Exercise task a -
In the antique sword text, how much did the sword Napoleon Bonaparte used at the Battle of Marengo sell for?

Text -
* begin *

Antique sword hilts widely vary in material, design, and construction. While Japanese swords have wooden grips, the Persian shamshir sometimes feature an ivory grip. However, re-hilting was a common practice in many cultures. Generally, old blades were treasured, but hilts were fashioned to suit the owner’s taste or the latest designs of the day.

Sword Guard

The sword guard protects the wielder’s hands with its form and design varying in different swords. Japanese sword collectors often focus on the tsuba or sword guard as many artisans created elaborate designs using precious metals and colored stones. By the mid-16th century, broadswords with basket hilts were widely used throughout Europe and developed into distinct regional styles. Rapiers also vary from swept-hilted to cup-hilted guards.

Scabbard

Scabbards are often damaged while protecting the blades and are often replaced. Antique Japanese swords may come in a shirasaya (plain, wooden scabbard) or a koshirae (decorative sword mounting) with a lacquered scabbard and other components.

Indian talwars also had wooden scabbards covered with leather or velvet and a metal chape that protects its end. Some Persian shamshirs also had highly decorative scabbards. On the other hand, many European and American cavalry swords had plain, wood-lined steel scabbards.

What Makes a Sword Antique?

According to various custom laws, an antique sword refers to those made at least 100 years ago, dating back to the 18th and 19th centuries or older. Some use the phrase military antiques to label their swords—though many of them may not qualify for the description. They might be old swords, but not as old as antiques and should be described as vintage swords.

Vintage swords are much younger, dating back to the early 20th century, usually from the 1930s to the 1960s, and so on. However, the antique and vintage scale changes as we move forward through the calendar. Antique swords in excellent condition are generally more valuable than vintage swords because of their history and age.

Still, the age of a sword does not directly correlate to its value. A vintage sword could also garner a higher value than a similar sword from an earlier period, especially if it comes from a reputable swordsmith or has a historical significance. The value of an antique sword could also depend on its type, quality, and origin.

How Much Is an Antique Sword Really Worth?

An antique sword in excellent condition is incredibly expensive, and it takes an expert to determine its value. Expert sword appraisers can help determine whether an antique blade is genuine or forged. The price may range from $300 to $6 million, depending on the sword type, condition of the piece, rarity, provenance, historical background, and the owner who once carried them.

For instance, the gold-encrusted sword Napoleon Bonaparte used at the Battle of Marengo in 1800 was sold for more than $6.4 million. It remains one of the most expensive antique swords sold on the market. Also, a 17th-century Indian talwar, believed to have belonged to Mughal emperor Shah Jahān, was sold for around $700,000.

* end *

Exercise task b -
Report every line of the records that contains the string "rise", matching case exactly.

Available data -

* begin *

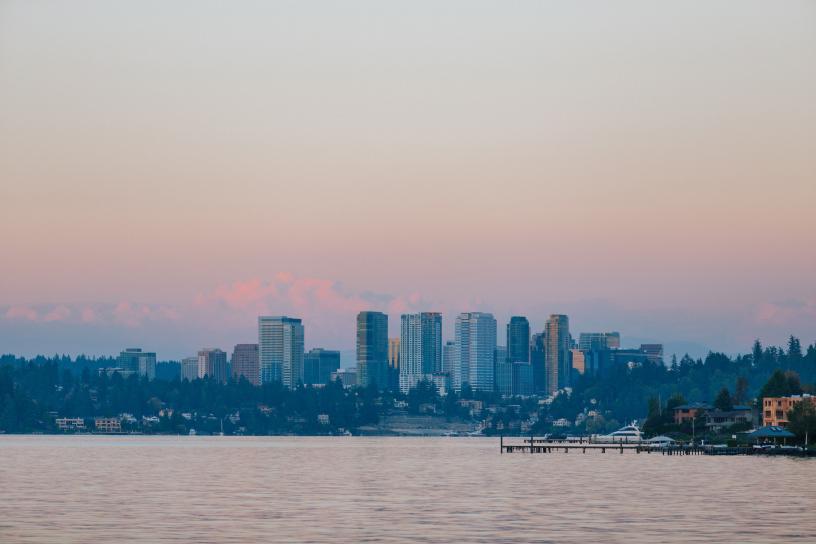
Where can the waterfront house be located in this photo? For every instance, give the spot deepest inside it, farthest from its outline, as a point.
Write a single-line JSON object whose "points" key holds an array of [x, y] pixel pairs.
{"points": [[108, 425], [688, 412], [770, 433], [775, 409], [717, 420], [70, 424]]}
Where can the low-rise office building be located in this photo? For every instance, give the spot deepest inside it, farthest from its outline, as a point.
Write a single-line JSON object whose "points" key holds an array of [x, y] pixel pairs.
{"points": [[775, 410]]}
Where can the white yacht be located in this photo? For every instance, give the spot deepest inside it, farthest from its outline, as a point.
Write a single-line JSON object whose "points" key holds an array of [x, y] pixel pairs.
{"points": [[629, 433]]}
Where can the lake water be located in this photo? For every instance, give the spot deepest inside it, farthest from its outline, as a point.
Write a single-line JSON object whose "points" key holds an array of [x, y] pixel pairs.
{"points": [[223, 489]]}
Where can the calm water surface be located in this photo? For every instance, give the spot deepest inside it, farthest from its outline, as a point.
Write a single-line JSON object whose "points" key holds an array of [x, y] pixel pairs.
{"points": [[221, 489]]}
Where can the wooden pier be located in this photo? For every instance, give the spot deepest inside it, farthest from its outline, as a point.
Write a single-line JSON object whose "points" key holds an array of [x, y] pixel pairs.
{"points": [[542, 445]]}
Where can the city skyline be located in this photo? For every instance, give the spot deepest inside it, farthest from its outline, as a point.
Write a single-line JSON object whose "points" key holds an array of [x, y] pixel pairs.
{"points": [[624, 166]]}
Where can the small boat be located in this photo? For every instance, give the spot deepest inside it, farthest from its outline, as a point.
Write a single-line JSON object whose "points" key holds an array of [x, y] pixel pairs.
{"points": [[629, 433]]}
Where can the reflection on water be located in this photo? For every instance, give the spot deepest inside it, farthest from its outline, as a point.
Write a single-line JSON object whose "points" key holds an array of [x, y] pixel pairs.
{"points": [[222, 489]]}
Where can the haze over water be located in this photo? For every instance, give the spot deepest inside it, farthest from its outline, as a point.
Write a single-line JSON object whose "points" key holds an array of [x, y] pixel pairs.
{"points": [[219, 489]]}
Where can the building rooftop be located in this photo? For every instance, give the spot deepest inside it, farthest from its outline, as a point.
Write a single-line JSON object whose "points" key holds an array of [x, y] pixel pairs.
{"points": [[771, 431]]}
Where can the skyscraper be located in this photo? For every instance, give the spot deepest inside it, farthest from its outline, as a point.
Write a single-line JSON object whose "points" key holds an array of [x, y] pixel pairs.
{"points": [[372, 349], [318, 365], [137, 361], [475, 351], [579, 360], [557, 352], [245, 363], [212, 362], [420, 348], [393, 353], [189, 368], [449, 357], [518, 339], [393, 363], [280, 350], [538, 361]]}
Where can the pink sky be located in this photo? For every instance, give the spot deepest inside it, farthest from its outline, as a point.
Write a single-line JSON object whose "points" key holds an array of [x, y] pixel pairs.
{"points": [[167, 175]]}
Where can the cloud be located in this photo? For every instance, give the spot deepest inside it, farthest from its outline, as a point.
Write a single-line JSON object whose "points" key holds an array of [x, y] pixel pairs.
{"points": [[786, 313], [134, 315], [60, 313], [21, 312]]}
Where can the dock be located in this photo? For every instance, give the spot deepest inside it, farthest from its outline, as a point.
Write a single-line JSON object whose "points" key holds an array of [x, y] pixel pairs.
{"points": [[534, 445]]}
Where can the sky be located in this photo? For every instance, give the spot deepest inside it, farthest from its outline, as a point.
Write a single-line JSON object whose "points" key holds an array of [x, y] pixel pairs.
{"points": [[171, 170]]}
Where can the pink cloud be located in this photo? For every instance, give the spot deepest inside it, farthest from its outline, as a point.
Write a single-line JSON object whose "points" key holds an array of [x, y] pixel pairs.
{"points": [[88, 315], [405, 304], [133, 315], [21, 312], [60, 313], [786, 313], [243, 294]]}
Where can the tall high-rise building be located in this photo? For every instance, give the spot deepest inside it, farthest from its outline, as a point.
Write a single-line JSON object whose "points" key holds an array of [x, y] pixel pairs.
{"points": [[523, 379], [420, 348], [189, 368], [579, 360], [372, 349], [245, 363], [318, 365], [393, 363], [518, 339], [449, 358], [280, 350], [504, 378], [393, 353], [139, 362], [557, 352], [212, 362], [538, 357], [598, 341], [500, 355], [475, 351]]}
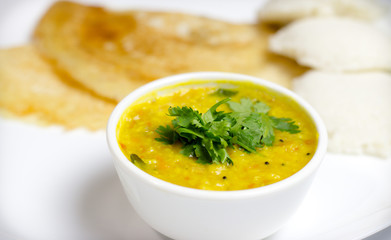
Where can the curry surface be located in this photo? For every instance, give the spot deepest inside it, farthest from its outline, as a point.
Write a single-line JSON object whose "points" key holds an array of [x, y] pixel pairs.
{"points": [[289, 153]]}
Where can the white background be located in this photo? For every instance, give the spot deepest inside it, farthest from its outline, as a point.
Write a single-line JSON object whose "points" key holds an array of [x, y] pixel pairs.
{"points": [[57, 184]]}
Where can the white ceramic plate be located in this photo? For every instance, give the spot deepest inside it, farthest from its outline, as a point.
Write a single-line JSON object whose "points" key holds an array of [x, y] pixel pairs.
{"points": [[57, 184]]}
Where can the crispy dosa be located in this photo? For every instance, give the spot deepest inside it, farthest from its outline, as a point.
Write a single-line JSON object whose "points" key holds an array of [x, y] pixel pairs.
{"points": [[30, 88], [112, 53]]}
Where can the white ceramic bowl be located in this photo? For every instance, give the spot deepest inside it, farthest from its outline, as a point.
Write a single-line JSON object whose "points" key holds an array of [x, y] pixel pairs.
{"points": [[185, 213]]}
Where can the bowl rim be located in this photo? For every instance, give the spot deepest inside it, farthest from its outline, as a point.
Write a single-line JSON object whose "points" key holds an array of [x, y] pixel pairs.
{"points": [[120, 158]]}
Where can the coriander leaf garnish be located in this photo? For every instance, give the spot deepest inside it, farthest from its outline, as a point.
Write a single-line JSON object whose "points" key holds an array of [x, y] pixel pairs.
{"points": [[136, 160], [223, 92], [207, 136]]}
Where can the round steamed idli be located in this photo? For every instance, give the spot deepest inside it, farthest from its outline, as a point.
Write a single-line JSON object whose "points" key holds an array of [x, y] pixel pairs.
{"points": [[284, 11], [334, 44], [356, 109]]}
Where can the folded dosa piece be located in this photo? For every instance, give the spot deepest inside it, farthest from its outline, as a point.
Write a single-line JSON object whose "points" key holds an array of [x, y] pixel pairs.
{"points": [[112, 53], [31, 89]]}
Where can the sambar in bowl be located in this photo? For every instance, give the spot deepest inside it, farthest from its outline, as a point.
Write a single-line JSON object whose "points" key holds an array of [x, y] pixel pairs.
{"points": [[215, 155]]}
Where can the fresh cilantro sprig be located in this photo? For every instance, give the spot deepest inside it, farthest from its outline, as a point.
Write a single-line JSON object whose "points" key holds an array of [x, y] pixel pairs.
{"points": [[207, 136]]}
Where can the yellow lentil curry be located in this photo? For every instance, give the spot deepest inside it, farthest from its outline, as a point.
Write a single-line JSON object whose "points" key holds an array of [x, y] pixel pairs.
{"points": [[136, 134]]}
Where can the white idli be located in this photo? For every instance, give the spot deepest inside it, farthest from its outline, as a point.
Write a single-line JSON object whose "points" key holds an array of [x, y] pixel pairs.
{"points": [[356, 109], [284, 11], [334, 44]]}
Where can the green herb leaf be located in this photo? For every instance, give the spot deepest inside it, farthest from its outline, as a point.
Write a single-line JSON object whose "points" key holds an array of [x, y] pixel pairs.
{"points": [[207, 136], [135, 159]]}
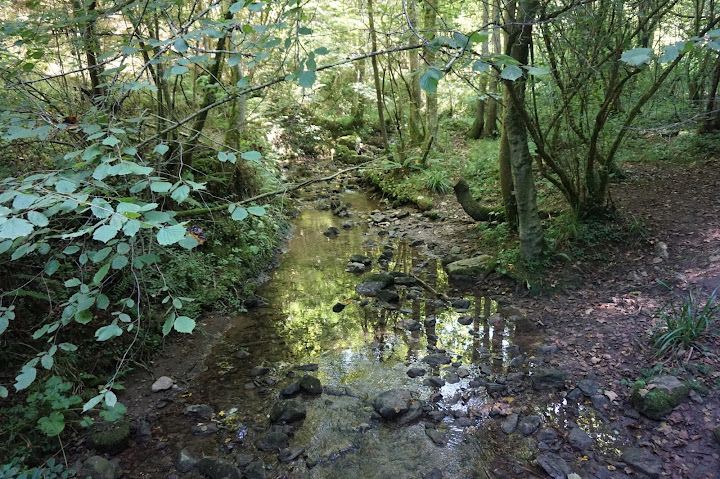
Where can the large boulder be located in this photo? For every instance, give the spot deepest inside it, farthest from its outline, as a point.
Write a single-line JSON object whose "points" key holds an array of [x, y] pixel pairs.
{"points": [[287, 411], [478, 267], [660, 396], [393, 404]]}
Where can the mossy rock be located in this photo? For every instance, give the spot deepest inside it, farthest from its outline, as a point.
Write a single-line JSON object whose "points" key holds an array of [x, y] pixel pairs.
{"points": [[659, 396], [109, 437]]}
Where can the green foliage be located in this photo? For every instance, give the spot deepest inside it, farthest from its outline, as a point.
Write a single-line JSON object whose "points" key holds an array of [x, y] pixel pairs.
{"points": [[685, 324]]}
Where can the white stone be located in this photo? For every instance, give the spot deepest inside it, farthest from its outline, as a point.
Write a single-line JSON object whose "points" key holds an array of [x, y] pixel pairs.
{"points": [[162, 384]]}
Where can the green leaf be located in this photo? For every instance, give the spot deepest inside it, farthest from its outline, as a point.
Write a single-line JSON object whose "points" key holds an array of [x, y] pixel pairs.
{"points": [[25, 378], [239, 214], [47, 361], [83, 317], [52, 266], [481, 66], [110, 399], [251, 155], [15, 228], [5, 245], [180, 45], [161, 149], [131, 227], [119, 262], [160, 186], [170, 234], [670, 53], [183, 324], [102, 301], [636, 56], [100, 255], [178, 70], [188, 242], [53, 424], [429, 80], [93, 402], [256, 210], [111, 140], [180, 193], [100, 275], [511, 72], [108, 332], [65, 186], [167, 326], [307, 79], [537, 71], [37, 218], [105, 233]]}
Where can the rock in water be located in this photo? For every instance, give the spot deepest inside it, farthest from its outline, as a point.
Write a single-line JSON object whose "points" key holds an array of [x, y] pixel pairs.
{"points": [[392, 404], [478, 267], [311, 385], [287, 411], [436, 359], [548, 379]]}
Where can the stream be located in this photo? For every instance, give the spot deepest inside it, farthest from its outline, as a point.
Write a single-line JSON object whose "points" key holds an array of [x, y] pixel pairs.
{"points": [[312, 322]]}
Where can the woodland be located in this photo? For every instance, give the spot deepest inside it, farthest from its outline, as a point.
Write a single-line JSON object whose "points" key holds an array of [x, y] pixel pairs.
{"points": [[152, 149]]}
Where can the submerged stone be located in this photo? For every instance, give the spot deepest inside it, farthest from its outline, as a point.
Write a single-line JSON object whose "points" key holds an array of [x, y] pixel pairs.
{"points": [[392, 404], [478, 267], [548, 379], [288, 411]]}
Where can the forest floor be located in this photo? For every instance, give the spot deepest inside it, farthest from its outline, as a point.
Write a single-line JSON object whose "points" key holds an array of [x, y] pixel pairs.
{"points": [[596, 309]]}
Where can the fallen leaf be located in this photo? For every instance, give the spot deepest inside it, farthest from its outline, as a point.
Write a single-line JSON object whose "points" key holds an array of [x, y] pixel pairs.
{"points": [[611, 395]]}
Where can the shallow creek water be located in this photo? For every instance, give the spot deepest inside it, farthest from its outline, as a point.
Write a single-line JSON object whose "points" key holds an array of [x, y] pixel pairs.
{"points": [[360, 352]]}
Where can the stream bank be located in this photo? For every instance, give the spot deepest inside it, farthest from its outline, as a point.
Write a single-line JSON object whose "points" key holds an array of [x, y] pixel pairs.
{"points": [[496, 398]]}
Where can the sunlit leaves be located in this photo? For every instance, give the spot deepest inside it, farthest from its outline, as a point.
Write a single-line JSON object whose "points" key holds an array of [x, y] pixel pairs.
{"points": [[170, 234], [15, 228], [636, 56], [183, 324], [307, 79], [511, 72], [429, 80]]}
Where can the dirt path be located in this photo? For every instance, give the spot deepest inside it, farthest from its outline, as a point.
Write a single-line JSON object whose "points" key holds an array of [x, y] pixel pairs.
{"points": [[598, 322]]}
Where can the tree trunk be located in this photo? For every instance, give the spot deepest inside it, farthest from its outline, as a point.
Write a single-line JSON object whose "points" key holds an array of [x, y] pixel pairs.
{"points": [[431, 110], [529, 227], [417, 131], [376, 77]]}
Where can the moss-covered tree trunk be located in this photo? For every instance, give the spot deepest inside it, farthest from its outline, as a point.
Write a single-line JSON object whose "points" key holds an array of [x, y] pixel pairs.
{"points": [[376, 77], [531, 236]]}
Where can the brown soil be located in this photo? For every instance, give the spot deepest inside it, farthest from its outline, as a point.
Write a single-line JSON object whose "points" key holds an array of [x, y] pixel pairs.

* end *

Finished answer a -
More than $6.4 million.

Finished answer b -
Where can the low-rise office building be located in this photo? For every instance, give the spot deepest inside it, farthest from its outline, as a point.
Where can the tall high-rise building be located in this photo? For every instance, give the spot deepest inside it, farthest from its outline, as a point.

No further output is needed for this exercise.